• 挑战题:
逐字引用下列记录中从含有“shape point(203, 97)”的一行起、到含有“point(330, 56)”的一行止的各行，首尾两行都要包括在内。

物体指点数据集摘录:
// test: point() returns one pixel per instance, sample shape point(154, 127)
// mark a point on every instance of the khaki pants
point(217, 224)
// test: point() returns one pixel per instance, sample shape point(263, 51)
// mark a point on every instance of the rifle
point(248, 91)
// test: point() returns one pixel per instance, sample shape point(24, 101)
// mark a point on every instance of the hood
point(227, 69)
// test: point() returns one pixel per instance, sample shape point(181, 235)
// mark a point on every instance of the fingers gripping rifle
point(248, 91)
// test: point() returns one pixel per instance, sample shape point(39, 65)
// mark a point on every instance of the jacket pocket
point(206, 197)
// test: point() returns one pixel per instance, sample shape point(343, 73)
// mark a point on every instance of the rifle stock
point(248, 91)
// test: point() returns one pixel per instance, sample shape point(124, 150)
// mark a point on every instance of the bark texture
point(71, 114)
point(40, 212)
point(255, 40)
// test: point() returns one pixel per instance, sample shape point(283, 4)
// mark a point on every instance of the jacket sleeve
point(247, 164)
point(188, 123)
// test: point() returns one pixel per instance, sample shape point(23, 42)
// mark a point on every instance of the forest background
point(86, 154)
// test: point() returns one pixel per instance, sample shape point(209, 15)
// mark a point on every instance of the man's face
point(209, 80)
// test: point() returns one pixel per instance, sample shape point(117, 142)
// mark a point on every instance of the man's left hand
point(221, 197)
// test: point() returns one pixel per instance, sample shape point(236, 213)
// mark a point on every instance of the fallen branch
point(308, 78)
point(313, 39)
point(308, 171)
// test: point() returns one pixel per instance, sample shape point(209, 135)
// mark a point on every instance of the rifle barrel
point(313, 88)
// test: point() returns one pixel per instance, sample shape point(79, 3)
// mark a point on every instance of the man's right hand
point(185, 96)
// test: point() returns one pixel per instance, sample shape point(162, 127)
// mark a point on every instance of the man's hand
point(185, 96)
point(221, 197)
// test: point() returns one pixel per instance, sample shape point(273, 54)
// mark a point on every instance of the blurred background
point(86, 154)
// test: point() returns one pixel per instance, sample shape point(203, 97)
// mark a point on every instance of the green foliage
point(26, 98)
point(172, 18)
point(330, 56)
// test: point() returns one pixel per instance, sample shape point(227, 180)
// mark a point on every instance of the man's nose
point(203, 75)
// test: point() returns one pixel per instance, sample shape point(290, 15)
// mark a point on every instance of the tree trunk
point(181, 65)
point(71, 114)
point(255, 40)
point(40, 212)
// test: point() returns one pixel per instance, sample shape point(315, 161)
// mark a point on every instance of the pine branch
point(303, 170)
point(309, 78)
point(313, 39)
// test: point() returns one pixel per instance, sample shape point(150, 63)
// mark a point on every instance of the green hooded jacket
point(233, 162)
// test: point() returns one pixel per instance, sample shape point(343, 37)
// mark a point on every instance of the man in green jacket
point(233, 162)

• 本题答案:
// test: point() returns one pixel per instance, sample shape point(203, 97)
// mark a point on every instance of the green foliage
point(26, 98)
point(172, 18)
point(330, 56)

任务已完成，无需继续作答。